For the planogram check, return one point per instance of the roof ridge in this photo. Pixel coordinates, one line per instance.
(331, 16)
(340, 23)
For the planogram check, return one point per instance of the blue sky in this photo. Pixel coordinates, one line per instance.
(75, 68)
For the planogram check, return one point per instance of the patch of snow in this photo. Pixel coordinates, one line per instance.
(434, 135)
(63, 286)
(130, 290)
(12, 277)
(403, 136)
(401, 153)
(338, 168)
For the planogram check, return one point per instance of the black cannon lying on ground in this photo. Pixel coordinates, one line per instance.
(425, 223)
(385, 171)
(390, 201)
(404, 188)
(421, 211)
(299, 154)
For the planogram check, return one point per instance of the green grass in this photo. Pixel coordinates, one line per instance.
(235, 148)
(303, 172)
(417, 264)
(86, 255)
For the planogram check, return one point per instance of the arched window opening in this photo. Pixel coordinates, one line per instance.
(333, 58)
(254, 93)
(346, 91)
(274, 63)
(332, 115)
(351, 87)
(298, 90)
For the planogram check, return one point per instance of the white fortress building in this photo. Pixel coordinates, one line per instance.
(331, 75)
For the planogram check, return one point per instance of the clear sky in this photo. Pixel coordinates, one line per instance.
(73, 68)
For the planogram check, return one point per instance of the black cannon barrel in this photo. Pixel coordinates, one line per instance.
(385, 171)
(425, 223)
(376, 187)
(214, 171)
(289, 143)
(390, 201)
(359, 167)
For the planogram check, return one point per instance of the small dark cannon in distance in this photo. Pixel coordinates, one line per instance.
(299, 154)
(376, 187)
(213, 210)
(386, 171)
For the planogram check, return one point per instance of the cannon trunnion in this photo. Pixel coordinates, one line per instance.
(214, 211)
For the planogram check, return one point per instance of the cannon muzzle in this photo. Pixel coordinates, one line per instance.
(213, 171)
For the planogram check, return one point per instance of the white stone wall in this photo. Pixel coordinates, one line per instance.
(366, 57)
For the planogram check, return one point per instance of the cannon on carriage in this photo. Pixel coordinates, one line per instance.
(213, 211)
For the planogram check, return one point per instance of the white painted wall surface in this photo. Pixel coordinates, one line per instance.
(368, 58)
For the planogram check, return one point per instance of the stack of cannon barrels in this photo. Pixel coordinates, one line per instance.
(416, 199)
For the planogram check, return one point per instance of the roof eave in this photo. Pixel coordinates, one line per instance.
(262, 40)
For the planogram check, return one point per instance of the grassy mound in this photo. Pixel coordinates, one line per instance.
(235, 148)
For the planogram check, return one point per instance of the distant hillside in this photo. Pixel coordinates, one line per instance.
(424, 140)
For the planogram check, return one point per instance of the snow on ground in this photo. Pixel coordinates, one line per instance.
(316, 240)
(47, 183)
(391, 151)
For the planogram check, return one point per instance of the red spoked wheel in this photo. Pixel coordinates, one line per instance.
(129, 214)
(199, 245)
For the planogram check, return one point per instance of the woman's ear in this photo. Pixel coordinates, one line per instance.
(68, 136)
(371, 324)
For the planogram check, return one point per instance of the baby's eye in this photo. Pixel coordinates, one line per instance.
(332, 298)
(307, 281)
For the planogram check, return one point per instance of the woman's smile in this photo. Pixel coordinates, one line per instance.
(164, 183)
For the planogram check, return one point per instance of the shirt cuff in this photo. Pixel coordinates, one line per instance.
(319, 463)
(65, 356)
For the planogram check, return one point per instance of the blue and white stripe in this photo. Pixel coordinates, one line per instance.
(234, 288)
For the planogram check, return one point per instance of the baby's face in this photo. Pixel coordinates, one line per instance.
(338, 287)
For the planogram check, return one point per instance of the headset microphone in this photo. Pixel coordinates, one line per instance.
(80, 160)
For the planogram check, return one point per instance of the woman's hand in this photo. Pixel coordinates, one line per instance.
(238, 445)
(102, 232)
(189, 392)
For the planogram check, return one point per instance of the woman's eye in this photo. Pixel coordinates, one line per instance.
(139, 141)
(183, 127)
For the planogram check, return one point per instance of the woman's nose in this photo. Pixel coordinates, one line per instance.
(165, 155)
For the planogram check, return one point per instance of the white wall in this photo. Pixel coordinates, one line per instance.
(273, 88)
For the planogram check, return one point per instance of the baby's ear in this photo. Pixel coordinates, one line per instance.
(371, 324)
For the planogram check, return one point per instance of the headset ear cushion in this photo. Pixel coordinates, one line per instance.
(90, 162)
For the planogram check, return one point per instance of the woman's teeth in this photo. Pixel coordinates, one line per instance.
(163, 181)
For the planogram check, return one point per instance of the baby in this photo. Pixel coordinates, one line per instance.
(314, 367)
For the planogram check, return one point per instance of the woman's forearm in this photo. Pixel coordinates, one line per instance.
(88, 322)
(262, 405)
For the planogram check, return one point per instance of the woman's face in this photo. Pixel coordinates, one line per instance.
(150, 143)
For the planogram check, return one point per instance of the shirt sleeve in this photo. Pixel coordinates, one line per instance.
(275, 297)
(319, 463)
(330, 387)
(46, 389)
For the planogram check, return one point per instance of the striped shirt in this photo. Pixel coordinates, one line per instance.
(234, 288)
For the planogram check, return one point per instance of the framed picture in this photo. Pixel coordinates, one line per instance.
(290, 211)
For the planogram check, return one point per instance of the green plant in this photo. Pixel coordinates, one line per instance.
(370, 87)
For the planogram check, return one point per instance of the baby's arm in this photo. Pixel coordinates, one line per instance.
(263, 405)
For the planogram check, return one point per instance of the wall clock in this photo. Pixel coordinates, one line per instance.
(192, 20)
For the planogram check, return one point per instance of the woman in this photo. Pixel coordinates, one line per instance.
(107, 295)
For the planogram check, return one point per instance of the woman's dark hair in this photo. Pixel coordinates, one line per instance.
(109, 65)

▸ **What you have to do**: Each entry above, in full, should be output exactly as it reads.

▸ **Answer space**:
For the planogram check, return one point per instance of the roof ridge in this photo. Pixel coordinates, one line per instance.
(331, 16)
(340, 23)
For the planogram check, return one point per instance of the blue sky in this photo. Pixel coordinates, one line per instance.
(75, 68)
For the planogram check, return one point per instance of the patch of snow in this photo. Pixel coordinates, one line per instance.
(434, 135)
(63, 286)
(130, 290)
(12, 277)
(403, 136)
(401, 153)
(338, 168)
For the planogram check, return one point per instance of the black cannon lying on ground in this photo. Pixel coordinates, one line per instance.
(425, 223)
(385, 171)
(390, 201)
(404, 188)
(421, 211)
(299, 154)
For the planogram check, return one point per instance of the green grass in this photo. Pixel coordinates, one line per instance.
(235, 148)
(303, 172)
(417, 264)
(86, 255)
For the planogram check, return one point per instance of the arched window opening in this photo. Pixel coordinates, one line per instance.
(333, 58)
(254, 93)
(346, 91)
(274, 63)
(332, 115)
(351, 87)
(298, 90)
For the planogram check, return one point per instance of the white fortress building in this photo. Pixel coordinates, one line per instance.
(331, 75)
For the planogram check, return one point per instance of the clear sky in this photo. Pixel coordinates, one line per instance.
(73, 68)
For the planogram check, return one point per instance of the black cannon barrel in this photo. Pixel coordinates, one line per instance.
(385, 171)
(425, 223)
(376, 187)
(214, 171)
(289, 143)
(390, 201)
(359, 167)
For the planogram check, return one point per instance of the small dark cannon in distance in this photo. Pixel coordinates, one line per instance.
(299, 154)
(376, 187)
(213, 210)
(386, 171)
For the planogram check, return one point per instance of the cannon trunnion in this photo. Pixel coordinates, one line per instance.
(214, 211)
For the planogram check, return one point per instance of the cannon muzzle in this photo. Pixel coordinates, one line per instance.
(213, 171)
For the planogram check, return one point per instance of the white stone wall in this photo. Pixel coordinates, one line per instance.
(366, 57)
For the planogram check, return one point per instance of the cannon on carriage in this photo. Pixel coordinates, one line per instance.
(213, 211)
For the planogram check, return one point per instance of the white painted wall surface in this photo. Pixel coordinates, one line per instance.
(368, 58)
For the planogram check, return one point per instance of the stack of cannon barrels in this photo. Pixel coordinates, one line per instance.
(416, 199)
For the planogram check, return one point per instance of the roof eave in this photo. Pixel coordinates, one line per instance.
(262, 40)
For the planogram check, return one point per instance of the grassy mound in this photo. Pixel coordinates, one line per instance.
(235, 148)
For the planogram check, return one point per instance of the distant hillside in this photo. Pixel coordinates, one line per instance.
(424, 140)
For the planogram check, return one point per instance of the snow on ground in this photo. Pixel coordinates, one line per instance.
(316, 240)
(47, 183)
(391, 151)
For the planogram check, return one point per instance of the red spoked wheel in this photo. Pixel coordinates, one line per instance.
(129, 214)
(199, 245)
For the planogram check, return one point per instance of the woman's ear in this photo. Pixel coordinates, one line per instance.
(68, 136)
(371, 324)
For the planogram check, return one point per instance of the baby's eye in this photo. Pixel coordinates, one line per instance.
(332, 298)
(307, 281)
For the planogram check, return one point per instance of the woman's smile in this photo. Pixel coordinates, one line per instance.
(164, 183)
For the planogram check, return one point per instance of the shirt cuff in this photo. Pixel coordinates, one line per instance.
(319, 463)
(65, 356)
For the planogram check, return one point per instance of the blue and white stripe in this photo. Pixel coordinates, one line per instance.
(234, 288)
For the planogram check, return one point per instance of the baby's face in this photo. Pixel coordinates, one line per instance.
(338, 287)
For the planogram check, return one point per instance of the headset microphone in this photo. Pixel coordinates, one line per instance.
(80, 160)
For the planogram check, return one point per instance of the woman's hand in this photo. Pixel coordinates, one line per instance.
(238, 445)
(102, 232)
(189, 392)
For the planogram check, return one point per instance of the woman's eye in this photo. Pixel coordinates, one line per instance.
(139, 141)
(183, 127)
For the planogram check, return one point per instance of the woman's nose in this photo. Pixel coordinates, one line per instance.
(165, 155)
For the planogram check, return one point per instance of the white wall in this photo. Pixel coordinates, one line per instance.
(273, 88)
For the planogram check, return one point per instance of the baby's ear in this photo. Pixel coordinates, one line per instance.
(371, 324)
For the planogram check, return one point per instance of the headset ear cushion in this photo. Pixel coordinates, one line per instance.
(90, 162)
For the planogram check, return one point per instance of the woman's teeth in this photo. Pixel coordinates, one line per instance.
(163, 181)
For the planogram check, return one point per instance of the baby in this photo. Pixel coordinates, one line per instance.
(314, 367)
For the planogram check, return one point per instance of the woman's forearm in this photo. Pixel coordinates, one line per instance.
(88, 322)
(262, 405)
For the planogram check, return one point per instance of the woman's face in this photo. Pixel coordinates, one line per instance.
(150, 143)
For the planogram check, return one point per instance of the shirt sleeve in this photo. Pixel coordinates, one line per instance.
(275, 297)
(319, 463)
(330, 387)
(46, 389)
For the planogram check, return one point per instance of the striped shirt in this photo. Pixel coordinates, one line per instance.
(234, 288)
For the planogram check, return one point per instance of the framed picture in this photo. Pixel coordinates, one line per instance.
(290, 211)
For the planogram check, return one point per instance of the green plant in this photo. Pixel coordinates, one line per instance.
(370, 87)
For the planogram check, return one point per instance of the baby's arm in this photo. Pixel coordinates, one line per instance.
(263, 405)
For the planogram check, return one point per instance of the wall clock in this photo. Pixel coordinates, one line per instance.
(192, 20)
For the planogram check, return one point per instance of the woman in this photo. Pixel coordinates, one line per instance.
(107, 295)
For the planogram check, return one point per instance of the woman's dark hair in this photo. Pixel coordinates, one line per instance.
(109, 65)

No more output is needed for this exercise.